[Study material]
- - -

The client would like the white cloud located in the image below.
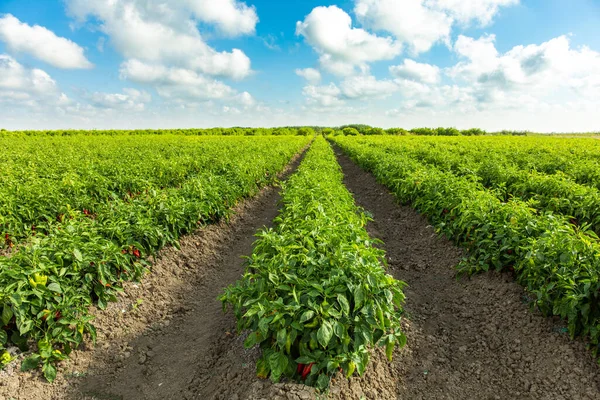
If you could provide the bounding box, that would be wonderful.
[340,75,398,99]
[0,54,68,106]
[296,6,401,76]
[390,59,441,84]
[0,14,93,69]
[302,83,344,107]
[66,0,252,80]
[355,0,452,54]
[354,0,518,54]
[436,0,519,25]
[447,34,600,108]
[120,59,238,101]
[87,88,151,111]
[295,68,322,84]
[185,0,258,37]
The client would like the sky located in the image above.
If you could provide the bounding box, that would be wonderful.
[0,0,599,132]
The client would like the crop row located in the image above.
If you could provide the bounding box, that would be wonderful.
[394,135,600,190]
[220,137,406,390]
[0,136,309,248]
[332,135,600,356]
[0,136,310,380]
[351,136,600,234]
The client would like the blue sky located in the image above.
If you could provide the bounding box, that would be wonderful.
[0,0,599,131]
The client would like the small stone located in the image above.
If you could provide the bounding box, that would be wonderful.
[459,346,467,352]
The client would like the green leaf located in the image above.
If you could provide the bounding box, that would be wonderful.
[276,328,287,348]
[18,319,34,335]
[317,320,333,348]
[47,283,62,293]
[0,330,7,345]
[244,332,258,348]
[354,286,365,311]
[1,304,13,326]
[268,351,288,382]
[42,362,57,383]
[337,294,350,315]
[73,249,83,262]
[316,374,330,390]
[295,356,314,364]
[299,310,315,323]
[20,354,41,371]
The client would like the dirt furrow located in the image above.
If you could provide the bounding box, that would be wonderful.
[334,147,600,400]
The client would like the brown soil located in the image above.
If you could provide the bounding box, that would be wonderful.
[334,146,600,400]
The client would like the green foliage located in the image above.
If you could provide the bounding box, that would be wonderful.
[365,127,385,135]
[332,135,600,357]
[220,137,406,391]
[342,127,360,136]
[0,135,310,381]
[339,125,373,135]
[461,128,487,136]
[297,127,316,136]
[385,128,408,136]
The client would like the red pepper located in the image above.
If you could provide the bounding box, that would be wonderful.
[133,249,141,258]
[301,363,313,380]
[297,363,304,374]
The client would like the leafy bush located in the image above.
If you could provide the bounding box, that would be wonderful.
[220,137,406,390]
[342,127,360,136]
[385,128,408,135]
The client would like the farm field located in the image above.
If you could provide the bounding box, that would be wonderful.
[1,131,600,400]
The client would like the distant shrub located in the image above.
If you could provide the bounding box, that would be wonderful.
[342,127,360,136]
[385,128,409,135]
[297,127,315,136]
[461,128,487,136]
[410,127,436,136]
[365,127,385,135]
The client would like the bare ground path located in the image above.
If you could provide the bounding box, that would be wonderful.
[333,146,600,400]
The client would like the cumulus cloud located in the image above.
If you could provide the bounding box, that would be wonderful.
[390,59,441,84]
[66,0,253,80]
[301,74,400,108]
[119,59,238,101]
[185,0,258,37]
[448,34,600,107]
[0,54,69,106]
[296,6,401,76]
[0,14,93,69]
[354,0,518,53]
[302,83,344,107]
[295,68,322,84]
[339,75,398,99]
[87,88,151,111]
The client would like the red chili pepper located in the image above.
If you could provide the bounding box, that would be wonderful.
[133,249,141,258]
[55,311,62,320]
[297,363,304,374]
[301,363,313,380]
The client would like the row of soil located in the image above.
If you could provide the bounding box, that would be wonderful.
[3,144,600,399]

- - -

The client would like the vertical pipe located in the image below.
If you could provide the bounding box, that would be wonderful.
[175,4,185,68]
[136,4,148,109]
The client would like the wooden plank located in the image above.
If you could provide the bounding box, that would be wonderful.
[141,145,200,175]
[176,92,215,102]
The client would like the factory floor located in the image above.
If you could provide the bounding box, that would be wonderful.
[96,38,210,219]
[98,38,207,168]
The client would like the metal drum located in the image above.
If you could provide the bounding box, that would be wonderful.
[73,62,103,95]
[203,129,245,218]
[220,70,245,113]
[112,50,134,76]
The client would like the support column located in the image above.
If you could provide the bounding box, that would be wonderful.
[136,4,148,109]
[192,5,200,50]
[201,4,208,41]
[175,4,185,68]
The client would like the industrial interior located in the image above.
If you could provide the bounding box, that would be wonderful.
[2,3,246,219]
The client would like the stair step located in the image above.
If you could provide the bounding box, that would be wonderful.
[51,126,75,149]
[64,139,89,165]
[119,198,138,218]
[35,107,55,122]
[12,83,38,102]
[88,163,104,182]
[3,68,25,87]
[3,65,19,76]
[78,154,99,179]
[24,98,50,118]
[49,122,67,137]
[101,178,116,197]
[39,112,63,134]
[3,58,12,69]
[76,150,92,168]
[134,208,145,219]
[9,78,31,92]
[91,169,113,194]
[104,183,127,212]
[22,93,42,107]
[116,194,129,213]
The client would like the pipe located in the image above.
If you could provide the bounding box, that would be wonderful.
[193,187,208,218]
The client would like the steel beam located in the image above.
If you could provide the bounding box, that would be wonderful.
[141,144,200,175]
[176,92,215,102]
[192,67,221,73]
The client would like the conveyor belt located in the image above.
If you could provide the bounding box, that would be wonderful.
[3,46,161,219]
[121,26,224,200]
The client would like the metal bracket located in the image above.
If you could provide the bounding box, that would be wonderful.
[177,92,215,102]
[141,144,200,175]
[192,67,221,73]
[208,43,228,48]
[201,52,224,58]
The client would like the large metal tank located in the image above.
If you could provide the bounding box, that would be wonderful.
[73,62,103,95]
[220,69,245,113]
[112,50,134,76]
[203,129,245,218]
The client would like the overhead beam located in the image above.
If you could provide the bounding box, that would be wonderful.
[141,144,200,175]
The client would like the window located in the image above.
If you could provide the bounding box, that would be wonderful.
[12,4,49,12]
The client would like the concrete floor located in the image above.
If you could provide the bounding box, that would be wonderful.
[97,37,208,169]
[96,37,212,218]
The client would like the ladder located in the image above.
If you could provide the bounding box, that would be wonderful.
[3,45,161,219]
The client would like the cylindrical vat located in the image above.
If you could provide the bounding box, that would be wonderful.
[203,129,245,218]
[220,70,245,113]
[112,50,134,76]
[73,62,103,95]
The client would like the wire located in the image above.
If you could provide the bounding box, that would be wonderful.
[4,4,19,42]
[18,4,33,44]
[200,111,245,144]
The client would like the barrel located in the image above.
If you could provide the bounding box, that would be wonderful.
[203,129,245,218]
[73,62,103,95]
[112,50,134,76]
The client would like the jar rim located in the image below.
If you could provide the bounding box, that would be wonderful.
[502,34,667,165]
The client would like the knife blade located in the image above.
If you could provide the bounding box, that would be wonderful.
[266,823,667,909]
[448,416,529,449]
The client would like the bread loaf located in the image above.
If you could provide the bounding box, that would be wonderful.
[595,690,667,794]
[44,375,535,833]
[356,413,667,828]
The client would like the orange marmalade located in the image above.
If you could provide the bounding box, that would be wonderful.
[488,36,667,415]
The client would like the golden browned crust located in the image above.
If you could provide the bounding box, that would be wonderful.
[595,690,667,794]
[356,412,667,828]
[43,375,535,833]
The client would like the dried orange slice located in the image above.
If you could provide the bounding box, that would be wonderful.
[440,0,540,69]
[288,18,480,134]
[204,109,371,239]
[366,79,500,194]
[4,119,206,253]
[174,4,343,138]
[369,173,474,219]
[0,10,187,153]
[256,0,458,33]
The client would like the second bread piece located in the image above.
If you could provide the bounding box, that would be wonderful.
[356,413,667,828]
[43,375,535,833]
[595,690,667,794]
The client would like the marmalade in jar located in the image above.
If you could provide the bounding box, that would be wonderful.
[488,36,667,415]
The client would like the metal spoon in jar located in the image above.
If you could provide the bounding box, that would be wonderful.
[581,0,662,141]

- - -

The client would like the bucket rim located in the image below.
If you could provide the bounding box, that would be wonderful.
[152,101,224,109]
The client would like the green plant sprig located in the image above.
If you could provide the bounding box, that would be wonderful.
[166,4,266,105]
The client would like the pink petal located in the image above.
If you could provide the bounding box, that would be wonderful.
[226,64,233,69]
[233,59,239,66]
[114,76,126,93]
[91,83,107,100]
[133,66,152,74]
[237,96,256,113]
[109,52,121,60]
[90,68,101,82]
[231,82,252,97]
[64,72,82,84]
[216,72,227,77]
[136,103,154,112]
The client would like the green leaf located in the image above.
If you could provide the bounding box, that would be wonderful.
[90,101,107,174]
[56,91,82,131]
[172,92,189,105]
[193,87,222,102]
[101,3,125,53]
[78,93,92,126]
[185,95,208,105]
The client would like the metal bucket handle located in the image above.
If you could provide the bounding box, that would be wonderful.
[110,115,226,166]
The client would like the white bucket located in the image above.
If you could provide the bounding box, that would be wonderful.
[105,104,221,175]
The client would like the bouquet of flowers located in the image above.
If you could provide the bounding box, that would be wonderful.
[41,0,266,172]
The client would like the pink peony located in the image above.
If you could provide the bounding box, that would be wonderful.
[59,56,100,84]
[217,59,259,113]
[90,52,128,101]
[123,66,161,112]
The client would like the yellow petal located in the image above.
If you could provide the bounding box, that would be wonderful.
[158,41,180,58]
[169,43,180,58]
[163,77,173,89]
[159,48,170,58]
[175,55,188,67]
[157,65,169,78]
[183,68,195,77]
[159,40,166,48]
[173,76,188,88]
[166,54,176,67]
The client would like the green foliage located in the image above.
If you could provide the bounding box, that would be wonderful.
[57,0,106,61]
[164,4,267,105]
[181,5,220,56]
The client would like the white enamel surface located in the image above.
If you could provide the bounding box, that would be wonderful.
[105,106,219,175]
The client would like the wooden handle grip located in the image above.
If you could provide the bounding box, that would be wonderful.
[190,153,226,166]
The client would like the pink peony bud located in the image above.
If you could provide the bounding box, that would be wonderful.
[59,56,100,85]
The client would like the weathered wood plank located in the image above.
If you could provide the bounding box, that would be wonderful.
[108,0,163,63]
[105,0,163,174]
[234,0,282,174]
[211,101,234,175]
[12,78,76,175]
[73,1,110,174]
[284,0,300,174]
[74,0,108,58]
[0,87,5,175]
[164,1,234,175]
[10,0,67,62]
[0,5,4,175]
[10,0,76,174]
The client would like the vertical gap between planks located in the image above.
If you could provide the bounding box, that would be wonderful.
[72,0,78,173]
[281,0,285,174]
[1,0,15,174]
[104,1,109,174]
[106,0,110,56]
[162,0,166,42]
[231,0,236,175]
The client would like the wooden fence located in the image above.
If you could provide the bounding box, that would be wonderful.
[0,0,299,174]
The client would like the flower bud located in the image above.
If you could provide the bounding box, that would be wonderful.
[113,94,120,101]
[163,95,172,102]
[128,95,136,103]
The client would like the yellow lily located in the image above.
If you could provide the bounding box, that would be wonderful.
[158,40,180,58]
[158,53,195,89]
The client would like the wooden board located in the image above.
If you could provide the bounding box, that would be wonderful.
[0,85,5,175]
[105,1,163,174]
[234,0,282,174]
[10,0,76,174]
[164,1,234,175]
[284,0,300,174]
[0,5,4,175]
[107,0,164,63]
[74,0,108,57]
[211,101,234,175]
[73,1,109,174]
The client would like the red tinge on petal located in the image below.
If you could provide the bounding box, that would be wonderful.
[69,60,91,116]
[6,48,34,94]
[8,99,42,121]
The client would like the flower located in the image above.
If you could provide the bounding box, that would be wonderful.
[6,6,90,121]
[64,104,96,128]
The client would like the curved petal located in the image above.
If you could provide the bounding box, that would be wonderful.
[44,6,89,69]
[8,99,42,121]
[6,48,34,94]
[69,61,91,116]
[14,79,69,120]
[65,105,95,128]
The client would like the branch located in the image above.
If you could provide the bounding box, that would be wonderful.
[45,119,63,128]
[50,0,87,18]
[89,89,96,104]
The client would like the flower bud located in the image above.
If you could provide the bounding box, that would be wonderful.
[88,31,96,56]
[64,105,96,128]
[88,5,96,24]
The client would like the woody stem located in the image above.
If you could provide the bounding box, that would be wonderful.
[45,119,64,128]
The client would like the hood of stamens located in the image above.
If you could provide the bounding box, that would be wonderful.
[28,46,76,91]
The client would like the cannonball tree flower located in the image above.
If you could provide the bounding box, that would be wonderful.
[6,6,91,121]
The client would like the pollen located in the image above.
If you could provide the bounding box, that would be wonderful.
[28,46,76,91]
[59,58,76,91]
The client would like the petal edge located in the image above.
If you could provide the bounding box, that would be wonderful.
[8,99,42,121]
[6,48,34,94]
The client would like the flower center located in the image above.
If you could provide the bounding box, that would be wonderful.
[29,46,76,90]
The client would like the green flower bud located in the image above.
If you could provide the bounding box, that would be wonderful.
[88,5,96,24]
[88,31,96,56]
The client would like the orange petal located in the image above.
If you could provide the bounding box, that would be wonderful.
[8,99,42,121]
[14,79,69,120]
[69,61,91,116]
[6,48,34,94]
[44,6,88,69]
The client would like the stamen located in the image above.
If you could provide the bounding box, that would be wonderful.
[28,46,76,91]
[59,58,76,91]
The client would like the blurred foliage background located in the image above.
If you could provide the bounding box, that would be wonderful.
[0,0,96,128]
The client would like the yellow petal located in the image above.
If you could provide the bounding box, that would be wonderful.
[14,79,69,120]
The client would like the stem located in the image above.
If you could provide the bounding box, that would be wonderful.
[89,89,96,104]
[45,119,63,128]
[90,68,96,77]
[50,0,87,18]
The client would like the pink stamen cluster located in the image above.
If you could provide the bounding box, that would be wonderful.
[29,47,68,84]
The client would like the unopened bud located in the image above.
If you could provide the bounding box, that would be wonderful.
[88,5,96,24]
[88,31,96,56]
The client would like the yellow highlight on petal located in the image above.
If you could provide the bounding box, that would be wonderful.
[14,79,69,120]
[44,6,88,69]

- - -

[Required action] Scan the data for the word "cloud" and copy every line where it shows up.

[Answer for this exercise]
The client would like the white cloud located in the image below.
The client would like the cumulus cloud located in the image above.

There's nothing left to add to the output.